* _SUPPLIED MATERIAL_:

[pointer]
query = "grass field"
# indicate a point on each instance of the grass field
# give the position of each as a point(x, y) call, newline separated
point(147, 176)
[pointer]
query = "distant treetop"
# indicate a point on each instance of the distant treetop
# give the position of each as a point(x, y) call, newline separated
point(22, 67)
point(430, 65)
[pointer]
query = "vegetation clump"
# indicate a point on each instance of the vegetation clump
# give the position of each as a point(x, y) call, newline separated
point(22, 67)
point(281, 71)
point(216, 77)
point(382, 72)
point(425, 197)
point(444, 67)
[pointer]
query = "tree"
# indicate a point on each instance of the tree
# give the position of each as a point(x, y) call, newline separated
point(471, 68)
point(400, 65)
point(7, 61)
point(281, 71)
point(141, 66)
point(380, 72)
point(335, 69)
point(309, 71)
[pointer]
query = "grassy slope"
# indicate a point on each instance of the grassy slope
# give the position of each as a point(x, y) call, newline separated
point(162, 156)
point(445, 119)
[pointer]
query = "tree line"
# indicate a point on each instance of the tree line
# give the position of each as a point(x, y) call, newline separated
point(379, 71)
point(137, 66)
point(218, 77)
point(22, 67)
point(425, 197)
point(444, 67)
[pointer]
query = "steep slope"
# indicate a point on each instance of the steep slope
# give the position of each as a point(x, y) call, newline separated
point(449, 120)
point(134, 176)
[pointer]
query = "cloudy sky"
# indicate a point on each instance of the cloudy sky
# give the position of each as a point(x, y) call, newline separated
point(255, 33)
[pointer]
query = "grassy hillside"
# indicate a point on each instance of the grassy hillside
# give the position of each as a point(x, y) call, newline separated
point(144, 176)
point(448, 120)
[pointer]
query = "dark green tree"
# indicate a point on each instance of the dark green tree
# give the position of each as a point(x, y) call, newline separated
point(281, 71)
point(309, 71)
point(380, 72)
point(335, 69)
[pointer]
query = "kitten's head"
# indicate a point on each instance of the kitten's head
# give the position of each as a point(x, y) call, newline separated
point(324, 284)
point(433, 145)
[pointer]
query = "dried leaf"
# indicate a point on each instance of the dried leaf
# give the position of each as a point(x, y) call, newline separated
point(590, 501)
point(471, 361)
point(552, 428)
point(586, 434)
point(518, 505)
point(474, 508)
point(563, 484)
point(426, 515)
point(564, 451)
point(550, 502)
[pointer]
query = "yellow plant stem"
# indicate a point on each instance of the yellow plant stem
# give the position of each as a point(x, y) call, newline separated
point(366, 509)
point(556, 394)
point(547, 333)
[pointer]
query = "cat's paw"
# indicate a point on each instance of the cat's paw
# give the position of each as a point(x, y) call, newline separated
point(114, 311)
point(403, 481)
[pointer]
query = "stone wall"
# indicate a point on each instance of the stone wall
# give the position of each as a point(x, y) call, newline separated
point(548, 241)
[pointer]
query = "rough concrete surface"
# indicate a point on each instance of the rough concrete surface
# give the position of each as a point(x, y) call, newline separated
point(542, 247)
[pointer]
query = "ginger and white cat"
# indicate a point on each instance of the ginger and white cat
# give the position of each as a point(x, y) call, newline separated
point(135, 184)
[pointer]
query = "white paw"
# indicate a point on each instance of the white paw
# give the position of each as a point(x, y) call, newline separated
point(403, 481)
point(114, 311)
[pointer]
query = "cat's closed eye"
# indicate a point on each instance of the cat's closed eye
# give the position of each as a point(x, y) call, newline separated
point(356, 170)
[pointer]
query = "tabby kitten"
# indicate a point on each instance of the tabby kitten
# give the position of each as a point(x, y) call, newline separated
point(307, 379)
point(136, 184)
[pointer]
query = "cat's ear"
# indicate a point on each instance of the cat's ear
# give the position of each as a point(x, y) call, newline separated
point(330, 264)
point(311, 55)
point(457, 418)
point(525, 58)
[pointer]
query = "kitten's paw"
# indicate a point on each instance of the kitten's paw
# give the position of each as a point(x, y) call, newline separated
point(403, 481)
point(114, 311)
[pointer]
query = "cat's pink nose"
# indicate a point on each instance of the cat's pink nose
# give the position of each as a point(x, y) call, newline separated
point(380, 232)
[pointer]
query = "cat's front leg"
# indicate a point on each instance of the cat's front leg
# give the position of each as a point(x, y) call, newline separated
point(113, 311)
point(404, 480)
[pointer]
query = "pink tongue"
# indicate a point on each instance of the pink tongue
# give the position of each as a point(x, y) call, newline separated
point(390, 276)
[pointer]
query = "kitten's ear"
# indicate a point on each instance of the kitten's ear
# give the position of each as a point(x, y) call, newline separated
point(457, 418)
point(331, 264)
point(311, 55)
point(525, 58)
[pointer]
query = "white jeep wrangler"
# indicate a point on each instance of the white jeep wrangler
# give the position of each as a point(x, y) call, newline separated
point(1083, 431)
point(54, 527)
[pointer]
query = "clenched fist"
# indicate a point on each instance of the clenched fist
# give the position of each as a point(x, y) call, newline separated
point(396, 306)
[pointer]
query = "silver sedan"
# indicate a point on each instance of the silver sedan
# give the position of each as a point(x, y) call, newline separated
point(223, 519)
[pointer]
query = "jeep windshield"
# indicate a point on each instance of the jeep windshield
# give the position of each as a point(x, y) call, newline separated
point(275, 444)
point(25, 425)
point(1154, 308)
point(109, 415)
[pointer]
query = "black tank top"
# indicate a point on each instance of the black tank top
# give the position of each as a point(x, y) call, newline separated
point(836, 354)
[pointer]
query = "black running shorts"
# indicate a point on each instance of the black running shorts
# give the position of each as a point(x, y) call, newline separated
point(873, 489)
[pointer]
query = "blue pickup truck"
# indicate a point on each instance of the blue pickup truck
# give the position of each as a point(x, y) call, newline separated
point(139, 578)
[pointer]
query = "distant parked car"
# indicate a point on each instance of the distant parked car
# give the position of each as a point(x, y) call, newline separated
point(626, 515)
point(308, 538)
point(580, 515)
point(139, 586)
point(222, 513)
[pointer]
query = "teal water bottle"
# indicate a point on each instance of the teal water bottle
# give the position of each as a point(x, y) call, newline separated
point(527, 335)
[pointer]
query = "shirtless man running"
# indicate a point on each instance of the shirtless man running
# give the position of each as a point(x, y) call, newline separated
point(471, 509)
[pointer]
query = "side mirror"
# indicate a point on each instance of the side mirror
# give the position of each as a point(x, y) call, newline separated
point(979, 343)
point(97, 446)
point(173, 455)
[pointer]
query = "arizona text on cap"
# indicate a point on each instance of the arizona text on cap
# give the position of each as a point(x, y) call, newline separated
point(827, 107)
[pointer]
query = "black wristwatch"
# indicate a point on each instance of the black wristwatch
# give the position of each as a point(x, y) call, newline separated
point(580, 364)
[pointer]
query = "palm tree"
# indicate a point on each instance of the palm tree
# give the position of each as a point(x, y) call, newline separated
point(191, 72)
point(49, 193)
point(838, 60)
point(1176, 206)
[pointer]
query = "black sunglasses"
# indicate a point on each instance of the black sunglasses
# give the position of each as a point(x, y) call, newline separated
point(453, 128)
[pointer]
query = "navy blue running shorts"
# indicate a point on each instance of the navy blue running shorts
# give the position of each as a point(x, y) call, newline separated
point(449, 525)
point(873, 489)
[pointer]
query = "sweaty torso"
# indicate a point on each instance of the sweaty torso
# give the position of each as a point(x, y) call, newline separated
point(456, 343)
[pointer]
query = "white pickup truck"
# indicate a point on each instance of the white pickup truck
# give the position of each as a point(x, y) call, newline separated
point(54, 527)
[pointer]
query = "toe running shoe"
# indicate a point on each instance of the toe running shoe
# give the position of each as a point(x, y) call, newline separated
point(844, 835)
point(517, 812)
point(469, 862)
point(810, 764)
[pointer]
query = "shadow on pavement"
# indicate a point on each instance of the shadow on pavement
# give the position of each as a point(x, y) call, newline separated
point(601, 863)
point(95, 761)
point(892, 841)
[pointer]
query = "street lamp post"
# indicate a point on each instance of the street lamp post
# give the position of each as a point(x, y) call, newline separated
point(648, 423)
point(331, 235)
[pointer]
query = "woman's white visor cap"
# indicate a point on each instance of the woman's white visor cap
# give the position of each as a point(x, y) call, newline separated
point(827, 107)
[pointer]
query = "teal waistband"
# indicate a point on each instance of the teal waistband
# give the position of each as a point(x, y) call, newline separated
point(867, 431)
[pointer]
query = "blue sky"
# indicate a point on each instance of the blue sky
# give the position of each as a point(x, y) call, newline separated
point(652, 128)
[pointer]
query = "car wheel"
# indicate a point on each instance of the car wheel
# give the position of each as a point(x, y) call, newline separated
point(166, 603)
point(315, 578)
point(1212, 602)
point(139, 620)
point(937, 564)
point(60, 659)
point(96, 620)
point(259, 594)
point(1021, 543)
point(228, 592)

* _PROBLEM_: Can you write out every line from the start of the records through the line that contains "point(430, 65)", requests included, with each x and y coordinate in the answers multiplied by 1.9 and rounded to a whole number, halves rounded up?

* _ANSWER TO THIS PROBLEM_:
[pointer]
query = "grass field"
# indicate a point on each instance of the grass field
# give the position of each as a point(x, y) call, newline separated
point(279, 334)
[pointer]
query = "distant treetop"
# indicate a point on each instance of the distant treetop
# give the position of each as a point(x, y) call, newline separated
point(42, 127)
point(817, 124)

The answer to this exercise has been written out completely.